Instead, the AP story only briefly mentioned limitations before turning back to "hopeful buzz":


The study is not enough to prove that these drugs, called bisphosphonates, prevent cancer. More definitive studies should give a clearer answer in a year or two.

Yet it greatly amplifies the hopeful buzz that started last year when researchers reported that a bisphosphonate cut the chances that cancer would come back in women already treated for the disease.


Does the story commit disease-mongering?


Overall, the story tempers hopes with a sufficient amount of factual information on what has, and has not, been shown.  It does go back and forth a bit in the language used to address the topic.  For example, it talks about the ‘exciting possibilities’ and ‘hopeful buzz’.  This is countered by a statement that recent research results are ‘not enough’ and that these drugs should not be taken for cancer prevention. 

Does the story use independent sources and identify conflicts of interest?

Not Satisfactory

This story provides perspectives from two independent medical experts and states that one of these experts has no financial ties to any of the drug makers.  It addresses potential conflict of interest by noting that the lead scientists for one of the featured research studies reported consulting for pharmaceutical manufacturers. 

But it did not include any quotes expressing any reservations or skepticism, as the New York Times did in its story with these expert quotes:

“These are provocative data, but certainly not compelling, and not definitive.” (said Dr. Gabriel N. Hortobagyi, who directs the breast cancer research program at the University of Texas M.D. Anderson Cancer Center.)

Other breast cancer experts agreed. “If in fact you have osteoporosis and you’re taking these drugs, it’s possible there is an added benefit,” said Dr. Eric P. Winer, a breast cancer specialist at the Dana-Farber Cancer Institute in Boston. “But at the moment, I don’t think these studies should be used as a reason to take a bisphosphonate to prevent breast cancer. As with all drugs, there are side effects and risks.”

That Winer quote is weaker than the one the AP used:  

"These are drugs that, generally speaking, are relatively well tolerated" and fairly safe, but they still should not be taken for cancer prevention until more definitive studies show their risks and benefits, said Dr. Eric Winer of the Dana-Farber Cancer Center in Boston. He has no financial ties to any makers of these drugs.

Does the story compare the new approach with existing alternatives?


This story notes that the role of bisphosphonates in breast cancer prevention is not known and that these drugs should not be taken as a preventative measure.  It also informs the reader that two drugs, tamoxifen and raloxifene, can be used a preventive measures for women at high risk of breast cancer.

Does the story establish the availability of the treatment/test/product/procedure?


This story is clear that bisphosphonates are widely available and used by millions of women.

Does the story establish the true novelty of the approach?


This story is covering the most recent research that has been reported on the topic of oral bisphosphonates use and risk of developing breast cancer.  These results have not previously been previously reported.

Does the story appear to rely solely or largely on a news release?


There is no evidence that the story relied on a news release.
____________
== Exercises ==
**a.** In the review of the AP story, why is the story rated "Not Satisfactory" on independent sources and conflicts of interest? Answer in one to three sentences.
**b.** Say whether each statement agrees with the review of the AP story. Answer yes or no, and quote the words that decide it.
(i) The story makes clear that bisphosphonates are widely available.
(ii) The story appears to have relied on a news release.
(iii) Dr. Eric Winer has financial ties to makers of these drugs.
**c.** List every heading in the review of the AP story that asks a question beginning "Does the story".
The rows that follow come from a different source than the text above.
____________
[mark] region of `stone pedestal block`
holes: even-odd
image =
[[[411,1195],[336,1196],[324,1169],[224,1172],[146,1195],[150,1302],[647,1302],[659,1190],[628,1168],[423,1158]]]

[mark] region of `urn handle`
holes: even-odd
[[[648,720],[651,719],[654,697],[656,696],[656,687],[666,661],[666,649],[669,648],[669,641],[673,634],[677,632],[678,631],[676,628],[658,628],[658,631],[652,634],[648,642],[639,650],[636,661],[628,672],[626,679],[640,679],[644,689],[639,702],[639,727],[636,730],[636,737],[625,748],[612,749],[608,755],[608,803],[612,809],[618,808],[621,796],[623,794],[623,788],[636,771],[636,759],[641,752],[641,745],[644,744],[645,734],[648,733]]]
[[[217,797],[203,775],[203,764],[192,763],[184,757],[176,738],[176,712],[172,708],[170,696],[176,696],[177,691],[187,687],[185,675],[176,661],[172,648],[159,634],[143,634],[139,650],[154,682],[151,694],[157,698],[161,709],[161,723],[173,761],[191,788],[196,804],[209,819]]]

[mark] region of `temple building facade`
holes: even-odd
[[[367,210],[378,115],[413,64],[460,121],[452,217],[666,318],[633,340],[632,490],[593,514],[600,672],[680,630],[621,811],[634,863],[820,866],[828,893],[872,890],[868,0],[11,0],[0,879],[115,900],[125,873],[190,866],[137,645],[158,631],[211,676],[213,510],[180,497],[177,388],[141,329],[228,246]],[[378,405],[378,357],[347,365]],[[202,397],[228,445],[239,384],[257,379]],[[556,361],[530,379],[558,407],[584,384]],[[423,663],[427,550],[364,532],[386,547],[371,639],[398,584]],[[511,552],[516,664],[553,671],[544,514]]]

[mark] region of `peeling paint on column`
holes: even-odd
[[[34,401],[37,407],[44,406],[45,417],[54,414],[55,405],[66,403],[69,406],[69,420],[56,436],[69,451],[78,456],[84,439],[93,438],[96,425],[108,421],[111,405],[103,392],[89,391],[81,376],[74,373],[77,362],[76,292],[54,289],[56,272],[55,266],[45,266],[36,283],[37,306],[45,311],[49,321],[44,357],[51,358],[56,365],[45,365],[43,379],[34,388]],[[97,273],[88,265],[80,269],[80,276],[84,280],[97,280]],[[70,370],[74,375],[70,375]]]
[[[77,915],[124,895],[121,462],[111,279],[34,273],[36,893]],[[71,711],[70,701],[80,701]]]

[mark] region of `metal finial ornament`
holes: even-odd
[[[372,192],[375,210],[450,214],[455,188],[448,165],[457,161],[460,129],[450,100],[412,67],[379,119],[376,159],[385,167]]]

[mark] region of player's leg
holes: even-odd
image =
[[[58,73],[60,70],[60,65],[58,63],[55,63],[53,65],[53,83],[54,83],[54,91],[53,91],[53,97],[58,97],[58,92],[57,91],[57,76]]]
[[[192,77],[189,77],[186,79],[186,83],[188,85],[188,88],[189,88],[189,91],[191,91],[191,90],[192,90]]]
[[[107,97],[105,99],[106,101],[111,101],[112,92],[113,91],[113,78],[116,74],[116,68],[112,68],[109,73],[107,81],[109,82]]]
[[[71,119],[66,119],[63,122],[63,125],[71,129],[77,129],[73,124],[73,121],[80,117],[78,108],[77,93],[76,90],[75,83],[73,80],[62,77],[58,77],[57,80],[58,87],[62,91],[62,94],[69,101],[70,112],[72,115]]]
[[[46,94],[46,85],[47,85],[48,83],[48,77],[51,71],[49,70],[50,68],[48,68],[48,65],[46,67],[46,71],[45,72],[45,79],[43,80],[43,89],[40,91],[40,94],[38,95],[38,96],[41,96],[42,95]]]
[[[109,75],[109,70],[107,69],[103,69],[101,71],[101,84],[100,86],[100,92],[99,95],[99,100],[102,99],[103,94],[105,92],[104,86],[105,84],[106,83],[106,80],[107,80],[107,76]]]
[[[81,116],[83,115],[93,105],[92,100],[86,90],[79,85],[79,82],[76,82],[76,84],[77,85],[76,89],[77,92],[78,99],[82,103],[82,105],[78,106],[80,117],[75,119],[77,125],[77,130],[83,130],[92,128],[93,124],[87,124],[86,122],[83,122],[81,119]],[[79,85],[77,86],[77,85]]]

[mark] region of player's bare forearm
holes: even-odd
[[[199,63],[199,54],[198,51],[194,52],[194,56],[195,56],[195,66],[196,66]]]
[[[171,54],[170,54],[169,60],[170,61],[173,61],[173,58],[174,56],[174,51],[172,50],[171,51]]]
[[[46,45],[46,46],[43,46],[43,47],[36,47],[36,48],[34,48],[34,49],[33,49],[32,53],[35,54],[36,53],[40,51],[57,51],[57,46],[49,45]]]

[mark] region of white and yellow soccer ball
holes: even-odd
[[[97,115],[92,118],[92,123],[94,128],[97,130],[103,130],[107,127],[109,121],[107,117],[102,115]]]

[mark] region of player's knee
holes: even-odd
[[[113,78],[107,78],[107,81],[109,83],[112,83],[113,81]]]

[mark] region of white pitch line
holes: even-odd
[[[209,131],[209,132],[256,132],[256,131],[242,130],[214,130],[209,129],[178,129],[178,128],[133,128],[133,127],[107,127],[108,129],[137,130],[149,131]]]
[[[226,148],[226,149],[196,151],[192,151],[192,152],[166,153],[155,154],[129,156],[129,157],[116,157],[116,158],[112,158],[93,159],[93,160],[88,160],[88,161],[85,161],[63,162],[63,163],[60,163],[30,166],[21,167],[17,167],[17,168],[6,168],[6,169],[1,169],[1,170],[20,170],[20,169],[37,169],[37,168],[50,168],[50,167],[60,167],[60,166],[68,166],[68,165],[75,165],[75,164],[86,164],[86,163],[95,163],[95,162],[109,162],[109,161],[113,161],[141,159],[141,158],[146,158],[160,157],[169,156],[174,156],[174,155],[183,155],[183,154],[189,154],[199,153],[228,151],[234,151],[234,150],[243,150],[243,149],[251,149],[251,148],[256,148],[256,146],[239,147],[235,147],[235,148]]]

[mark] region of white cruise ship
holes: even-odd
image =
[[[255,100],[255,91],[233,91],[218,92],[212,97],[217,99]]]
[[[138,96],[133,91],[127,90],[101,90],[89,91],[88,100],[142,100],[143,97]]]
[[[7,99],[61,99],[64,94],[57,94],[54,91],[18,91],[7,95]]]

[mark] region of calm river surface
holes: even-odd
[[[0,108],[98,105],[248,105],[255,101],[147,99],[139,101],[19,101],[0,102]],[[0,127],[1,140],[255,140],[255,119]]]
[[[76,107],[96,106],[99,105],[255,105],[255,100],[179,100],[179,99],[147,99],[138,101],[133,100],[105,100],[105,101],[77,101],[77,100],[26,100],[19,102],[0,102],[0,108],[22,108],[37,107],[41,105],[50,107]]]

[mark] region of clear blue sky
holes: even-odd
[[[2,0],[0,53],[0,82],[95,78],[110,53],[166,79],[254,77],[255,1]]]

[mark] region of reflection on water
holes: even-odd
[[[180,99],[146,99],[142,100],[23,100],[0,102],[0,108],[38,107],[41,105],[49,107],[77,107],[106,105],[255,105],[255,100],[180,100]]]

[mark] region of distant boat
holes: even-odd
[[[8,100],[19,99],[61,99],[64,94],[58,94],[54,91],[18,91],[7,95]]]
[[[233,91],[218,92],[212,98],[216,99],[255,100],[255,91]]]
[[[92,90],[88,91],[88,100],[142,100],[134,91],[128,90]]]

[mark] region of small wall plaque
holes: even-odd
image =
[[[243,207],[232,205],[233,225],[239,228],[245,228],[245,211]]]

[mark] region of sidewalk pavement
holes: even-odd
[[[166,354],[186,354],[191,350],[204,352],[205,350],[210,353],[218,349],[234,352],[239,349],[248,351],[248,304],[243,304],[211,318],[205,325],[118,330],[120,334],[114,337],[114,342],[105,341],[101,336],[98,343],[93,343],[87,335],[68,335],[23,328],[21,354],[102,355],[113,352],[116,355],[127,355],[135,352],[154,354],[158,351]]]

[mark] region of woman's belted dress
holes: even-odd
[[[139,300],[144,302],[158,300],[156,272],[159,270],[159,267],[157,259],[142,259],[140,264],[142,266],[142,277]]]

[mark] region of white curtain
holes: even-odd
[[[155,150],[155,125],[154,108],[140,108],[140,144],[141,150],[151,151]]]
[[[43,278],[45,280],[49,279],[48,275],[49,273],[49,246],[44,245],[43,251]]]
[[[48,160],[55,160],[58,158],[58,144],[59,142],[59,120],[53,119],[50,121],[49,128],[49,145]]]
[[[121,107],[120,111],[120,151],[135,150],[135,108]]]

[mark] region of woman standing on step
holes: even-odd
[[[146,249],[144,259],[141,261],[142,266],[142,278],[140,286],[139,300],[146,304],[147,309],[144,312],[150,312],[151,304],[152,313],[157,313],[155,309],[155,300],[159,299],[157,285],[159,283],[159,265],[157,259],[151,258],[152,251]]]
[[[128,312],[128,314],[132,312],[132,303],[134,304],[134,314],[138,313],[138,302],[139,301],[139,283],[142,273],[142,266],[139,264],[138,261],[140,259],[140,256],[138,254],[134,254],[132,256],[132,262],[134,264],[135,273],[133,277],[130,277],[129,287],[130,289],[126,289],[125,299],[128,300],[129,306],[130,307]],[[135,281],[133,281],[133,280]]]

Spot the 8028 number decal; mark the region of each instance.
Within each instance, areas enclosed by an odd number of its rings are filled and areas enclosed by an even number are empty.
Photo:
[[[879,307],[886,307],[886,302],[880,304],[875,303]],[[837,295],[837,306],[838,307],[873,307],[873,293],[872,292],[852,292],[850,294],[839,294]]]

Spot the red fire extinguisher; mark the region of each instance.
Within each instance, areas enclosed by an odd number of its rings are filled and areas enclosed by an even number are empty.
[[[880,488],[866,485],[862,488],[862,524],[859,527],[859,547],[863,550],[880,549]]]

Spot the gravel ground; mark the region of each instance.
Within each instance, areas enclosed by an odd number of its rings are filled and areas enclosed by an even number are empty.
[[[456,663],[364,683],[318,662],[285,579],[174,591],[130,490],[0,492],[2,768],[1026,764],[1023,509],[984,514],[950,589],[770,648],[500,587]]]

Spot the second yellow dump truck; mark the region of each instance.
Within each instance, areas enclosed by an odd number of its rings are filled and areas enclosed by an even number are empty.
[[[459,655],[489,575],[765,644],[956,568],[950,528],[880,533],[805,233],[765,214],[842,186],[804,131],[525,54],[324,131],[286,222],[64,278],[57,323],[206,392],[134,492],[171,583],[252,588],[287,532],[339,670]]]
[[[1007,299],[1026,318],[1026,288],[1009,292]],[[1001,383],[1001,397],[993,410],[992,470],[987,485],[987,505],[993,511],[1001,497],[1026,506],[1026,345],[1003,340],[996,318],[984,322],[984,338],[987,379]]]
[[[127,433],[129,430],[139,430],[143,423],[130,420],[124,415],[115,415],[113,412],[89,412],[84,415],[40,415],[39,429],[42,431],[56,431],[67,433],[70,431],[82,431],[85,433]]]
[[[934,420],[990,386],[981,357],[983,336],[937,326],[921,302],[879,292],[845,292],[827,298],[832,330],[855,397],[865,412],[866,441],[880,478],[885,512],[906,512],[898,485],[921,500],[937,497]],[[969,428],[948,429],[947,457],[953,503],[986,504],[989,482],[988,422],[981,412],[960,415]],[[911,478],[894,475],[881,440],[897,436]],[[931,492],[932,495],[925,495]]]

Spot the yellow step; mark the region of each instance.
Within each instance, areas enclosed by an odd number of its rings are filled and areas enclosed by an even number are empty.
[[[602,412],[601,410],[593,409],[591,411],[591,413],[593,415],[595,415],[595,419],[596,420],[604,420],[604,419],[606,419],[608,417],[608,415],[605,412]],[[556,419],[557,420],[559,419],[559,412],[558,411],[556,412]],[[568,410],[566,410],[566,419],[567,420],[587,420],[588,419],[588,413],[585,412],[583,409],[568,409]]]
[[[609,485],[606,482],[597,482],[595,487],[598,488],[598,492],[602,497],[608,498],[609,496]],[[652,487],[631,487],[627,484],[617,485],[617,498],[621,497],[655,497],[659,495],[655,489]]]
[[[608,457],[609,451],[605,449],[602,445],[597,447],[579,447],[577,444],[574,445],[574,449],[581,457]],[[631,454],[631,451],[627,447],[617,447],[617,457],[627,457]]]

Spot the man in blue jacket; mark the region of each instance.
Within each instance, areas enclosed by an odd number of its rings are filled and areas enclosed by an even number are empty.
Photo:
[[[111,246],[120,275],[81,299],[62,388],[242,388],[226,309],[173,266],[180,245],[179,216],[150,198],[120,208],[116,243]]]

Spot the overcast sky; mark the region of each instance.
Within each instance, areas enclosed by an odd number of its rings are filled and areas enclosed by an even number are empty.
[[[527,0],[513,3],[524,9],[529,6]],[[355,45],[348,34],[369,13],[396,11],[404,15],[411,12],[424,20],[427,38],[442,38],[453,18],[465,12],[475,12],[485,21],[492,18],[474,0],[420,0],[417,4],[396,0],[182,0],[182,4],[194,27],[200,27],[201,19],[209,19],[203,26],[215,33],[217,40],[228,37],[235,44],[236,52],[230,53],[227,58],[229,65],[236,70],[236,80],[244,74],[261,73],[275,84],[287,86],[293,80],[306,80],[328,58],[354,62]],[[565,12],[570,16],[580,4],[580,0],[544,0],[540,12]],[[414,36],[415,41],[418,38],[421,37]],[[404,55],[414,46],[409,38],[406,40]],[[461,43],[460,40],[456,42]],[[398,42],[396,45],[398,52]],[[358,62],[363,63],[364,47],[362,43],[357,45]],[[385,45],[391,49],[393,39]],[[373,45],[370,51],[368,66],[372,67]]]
____________
== Answers to the tasks ==
**a.** The story did quote two independent experts and noted a conflict of interest. It is still rated "Not Satisfactory" because it included no quotes expressing reservations or skepticism, unlike the New York Times story.

**b.**
(i) Yes: "This story is clear that bisphosphonates are widely available and used by millions of women."
(ii) No: "There is no evidence that the story relied on a news release."
(iii) No: "He has no financial ties to any makers of these drugs."

**c.**
- Does the story commit disease-mongering?
- Does the story use independent sources and identify conflicts of interest?
- Does the story compare the new approach with existing alternatives?
- Does the story establish the availability of the treatment/test/product/procedure?
- Does the story establish the true novelty of the approach?
- Does the story appear to rely solely or largely on a news release?